Energy Networks 2018: Vision Critical Conference: That’s a wrap

Energy Networks Australia last week hosted its biennial conference, Energy Networks 2018 over two days in Sydney. While we hear plenty of talk about threats to the energy industry – and it is imperative to prepare for those possibilities – our conference also considered the myriad of positive opportunities. This week, we touch on some key themes and learnings from EN2018.

This year’s conference, titled “Vision Critical”, was instructive – and well attended with a record number of more than 900 delegates. Under the guidance of leaders in our field, we examined where we are, how we got here and how we can best map  the terrain ahead  to continue to deliver for our customers.

Delivering the opening address on day one, NSW Minister for Energy and Utilities, Don Harwin, launched a new NSW transmission strategy designed to connect renewable energy to the state’s electricity grid in a timeframe shorter than the Regulatory Investment Test for Transmission (RIT-T) approvals process.

The new strategy supports the development of three major renewable energy zones across NSW, with the objective of providing low cost, competitive generation.

Minister Harwin acknowledged that there had been a twenty-five per cent fall in network charges since 2013 in NSW – and indeed network charges have been falling nation-wide over the past five years – however there is still more for us to do to ensure customers receive best value for money.

The importance of lowering prices for consumers was the focus of the Federal Energy and Environment Minister, Josh Frydenberg, on day two of the conference.

Minister Frydenberg spoke about the challenges and opportunities being presented by a rapidly changing energy market and said the government was unapologetically focused on driving energy prices down.

********************

**What the task requires**
Answer these questions from the Energy Networks 2018 recap above.
(a) How many delegates attended the conference?
(b) By how much had network charges in NSW fallen since 2013, according to Minister Harwin?
(c) Who spoke on day two of the conference?

********************

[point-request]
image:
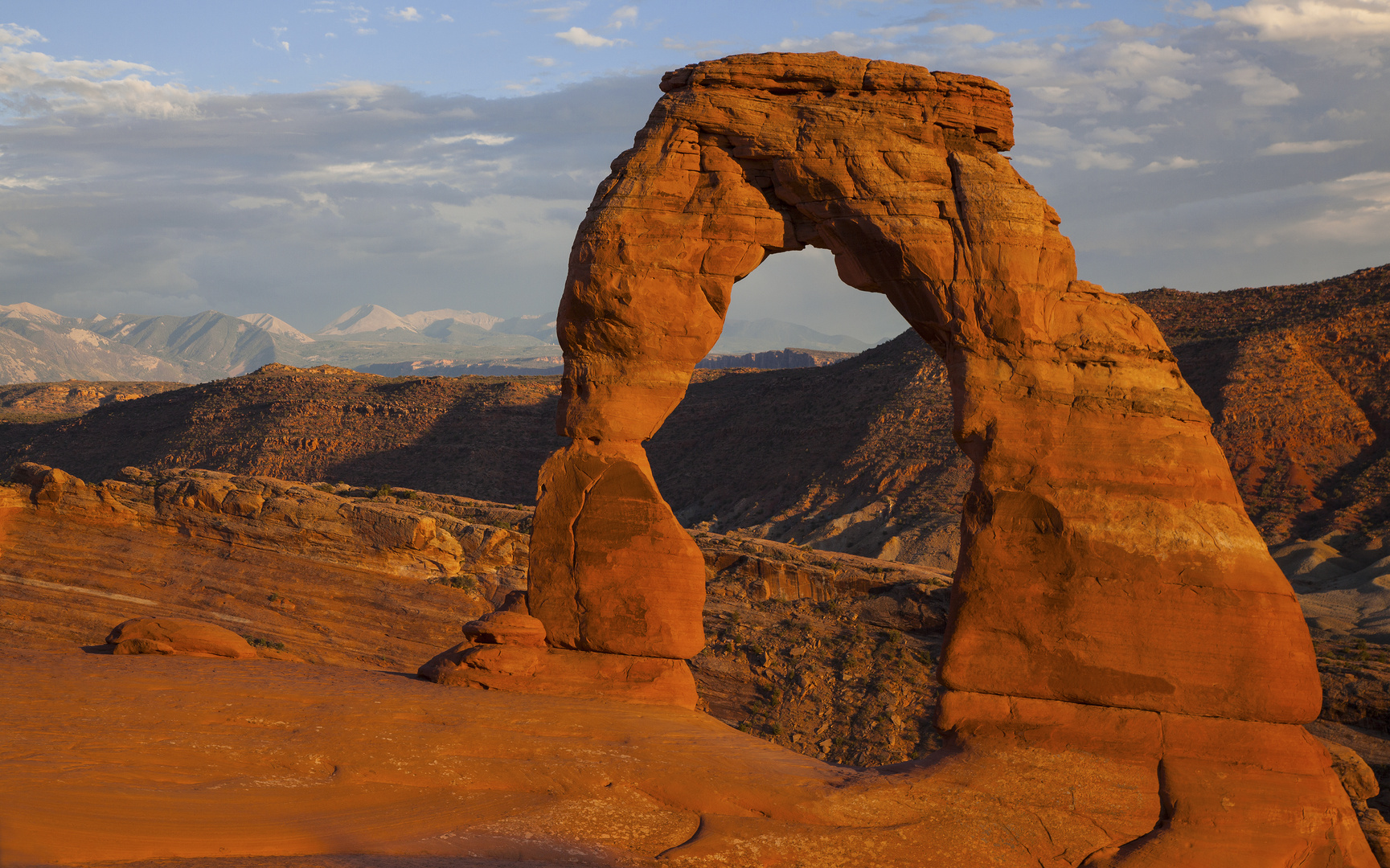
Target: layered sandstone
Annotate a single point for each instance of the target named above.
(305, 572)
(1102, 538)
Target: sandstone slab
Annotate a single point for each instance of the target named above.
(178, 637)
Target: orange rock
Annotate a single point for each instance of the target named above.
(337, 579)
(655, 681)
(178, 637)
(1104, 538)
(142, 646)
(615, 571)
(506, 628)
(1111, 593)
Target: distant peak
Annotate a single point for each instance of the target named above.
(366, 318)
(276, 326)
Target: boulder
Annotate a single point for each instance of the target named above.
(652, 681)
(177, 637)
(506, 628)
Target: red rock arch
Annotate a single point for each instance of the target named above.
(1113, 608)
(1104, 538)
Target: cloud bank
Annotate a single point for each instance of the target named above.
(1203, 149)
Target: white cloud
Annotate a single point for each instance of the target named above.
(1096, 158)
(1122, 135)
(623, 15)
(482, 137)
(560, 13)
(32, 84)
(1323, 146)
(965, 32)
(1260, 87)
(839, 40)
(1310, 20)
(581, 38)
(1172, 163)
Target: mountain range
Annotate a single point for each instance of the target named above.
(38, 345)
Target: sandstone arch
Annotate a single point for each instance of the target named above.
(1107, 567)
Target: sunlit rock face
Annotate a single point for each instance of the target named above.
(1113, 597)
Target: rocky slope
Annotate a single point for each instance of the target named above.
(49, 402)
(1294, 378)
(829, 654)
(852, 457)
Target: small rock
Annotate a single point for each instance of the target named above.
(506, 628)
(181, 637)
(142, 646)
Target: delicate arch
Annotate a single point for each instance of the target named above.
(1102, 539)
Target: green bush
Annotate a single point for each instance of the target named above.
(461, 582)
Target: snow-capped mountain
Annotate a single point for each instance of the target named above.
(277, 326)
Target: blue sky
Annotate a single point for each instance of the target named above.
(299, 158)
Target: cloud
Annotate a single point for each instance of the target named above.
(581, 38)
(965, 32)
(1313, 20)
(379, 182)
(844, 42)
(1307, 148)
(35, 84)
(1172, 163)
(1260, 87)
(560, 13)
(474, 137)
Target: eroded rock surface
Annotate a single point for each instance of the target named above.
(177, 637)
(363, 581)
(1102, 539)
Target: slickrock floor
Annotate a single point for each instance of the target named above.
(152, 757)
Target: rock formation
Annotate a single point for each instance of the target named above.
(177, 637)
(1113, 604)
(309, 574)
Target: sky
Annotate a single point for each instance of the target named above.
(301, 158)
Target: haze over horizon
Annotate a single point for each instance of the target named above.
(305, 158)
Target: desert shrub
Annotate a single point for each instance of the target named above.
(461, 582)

********************

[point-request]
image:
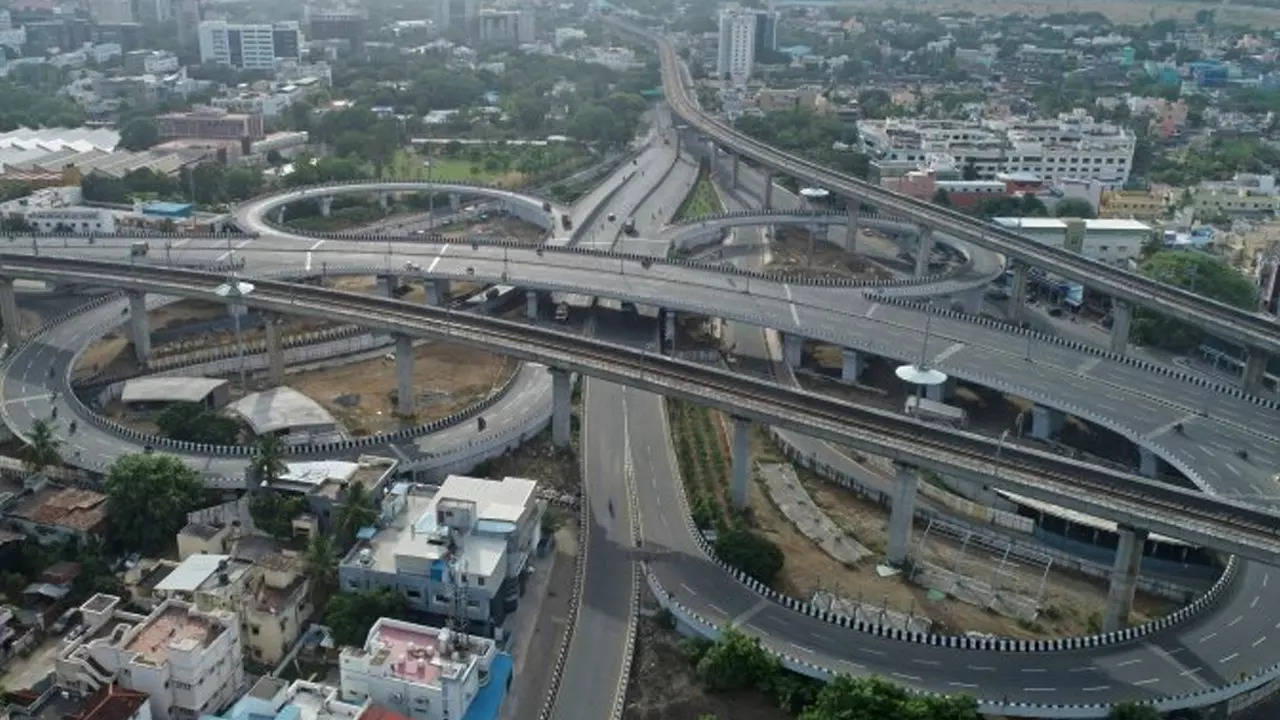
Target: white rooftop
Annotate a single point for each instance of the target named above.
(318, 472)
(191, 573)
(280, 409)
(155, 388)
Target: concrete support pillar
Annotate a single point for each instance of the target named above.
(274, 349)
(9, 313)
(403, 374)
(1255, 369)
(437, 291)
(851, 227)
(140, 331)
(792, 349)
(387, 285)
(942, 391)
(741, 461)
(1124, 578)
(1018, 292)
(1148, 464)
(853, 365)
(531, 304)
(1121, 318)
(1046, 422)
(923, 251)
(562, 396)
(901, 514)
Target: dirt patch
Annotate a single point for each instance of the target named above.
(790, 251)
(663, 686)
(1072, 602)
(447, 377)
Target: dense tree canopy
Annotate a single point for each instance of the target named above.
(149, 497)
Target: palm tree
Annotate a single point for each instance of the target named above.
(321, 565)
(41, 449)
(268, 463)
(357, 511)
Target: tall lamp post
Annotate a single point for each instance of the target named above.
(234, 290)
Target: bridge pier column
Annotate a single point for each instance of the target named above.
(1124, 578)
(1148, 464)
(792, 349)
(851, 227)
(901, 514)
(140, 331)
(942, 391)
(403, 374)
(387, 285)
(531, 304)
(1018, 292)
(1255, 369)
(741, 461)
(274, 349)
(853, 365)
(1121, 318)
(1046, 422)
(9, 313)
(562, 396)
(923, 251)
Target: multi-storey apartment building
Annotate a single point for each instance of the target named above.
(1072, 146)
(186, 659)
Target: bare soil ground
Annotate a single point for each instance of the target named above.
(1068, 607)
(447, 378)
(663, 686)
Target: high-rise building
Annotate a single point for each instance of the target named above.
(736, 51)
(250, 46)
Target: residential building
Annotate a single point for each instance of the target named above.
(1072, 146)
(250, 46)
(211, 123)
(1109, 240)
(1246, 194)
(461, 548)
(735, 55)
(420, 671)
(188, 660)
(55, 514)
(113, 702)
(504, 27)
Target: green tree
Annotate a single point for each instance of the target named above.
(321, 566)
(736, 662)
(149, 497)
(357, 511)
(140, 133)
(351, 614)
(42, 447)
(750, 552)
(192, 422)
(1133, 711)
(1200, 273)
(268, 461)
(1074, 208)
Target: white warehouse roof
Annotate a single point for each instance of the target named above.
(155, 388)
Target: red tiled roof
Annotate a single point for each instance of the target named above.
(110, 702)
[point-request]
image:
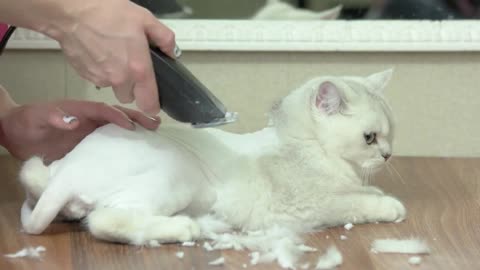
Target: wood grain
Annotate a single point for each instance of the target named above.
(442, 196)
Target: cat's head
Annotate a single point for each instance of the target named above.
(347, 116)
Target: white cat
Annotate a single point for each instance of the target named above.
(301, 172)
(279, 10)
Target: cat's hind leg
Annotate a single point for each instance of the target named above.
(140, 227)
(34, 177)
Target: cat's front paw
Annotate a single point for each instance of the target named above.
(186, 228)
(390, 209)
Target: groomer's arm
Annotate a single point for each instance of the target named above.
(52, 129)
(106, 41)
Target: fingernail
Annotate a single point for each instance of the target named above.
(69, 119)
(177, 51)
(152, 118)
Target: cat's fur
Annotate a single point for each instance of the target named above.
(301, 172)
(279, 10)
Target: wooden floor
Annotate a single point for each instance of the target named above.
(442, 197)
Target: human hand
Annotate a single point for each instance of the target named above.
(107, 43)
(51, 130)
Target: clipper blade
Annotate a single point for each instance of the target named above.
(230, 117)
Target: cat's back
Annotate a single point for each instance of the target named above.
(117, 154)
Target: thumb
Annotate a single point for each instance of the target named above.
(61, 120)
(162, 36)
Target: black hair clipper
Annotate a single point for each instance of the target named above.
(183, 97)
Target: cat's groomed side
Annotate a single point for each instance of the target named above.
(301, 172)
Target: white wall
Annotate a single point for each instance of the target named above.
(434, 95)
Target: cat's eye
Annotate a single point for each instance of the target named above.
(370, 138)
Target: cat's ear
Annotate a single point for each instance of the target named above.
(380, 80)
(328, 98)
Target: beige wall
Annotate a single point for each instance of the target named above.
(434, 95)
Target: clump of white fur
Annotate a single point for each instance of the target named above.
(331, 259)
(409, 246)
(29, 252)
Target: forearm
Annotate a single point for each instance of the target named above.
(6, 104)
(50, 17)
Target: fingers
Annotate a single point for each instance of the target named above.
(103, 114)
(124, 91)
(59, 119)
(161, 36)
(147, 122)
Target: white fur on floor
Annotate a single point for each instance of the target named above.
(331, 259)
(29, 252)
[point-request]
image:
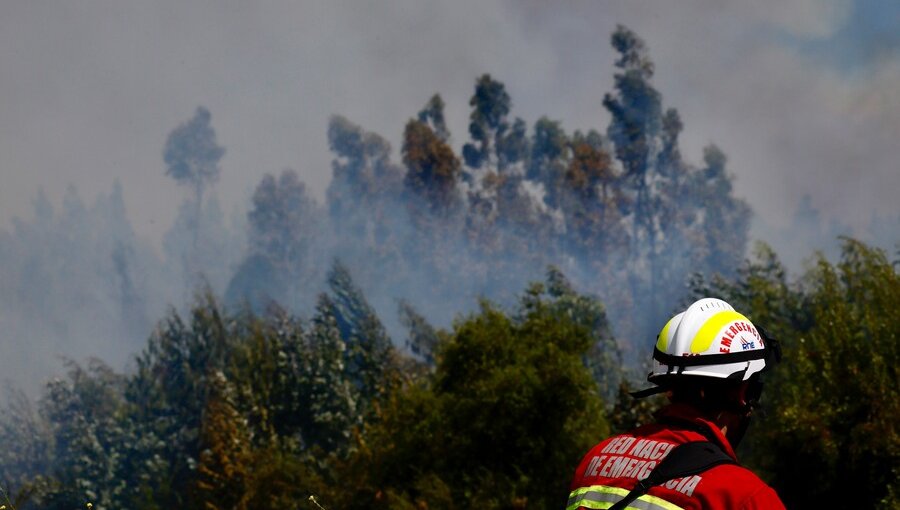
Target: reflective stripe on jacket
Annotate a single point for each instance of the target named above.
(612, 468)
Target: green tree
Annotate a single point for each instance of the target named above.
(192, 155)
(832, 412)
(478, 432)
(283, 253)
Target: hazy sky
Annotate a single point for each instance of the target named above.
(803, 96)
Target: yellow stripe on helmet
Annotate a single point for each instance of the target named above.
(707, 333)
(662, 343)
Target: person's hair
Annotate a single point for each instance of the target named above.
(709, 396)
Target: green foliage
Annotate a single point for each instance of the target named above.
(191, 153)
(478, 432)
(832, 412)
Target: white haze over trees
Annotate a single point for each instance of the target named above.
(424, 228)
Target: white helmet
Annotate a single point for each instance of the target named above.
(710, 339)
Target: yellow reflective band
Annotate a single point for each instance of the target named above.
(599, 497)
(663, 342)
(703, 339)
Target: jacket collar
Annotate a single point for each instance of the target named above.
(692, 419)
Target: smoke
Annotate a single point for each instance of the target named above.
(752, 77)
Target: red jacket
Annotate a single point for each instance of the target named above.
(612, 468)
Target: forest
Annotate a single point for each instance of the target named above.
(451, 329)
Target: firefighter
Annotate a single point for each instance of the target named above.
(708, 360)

********************

**Reply**
(a) More than 900 delegates, a record number.
(b) By twenty-five per cent.
(c) Josh Frydenberg, the Federal Energy and Environment Minister.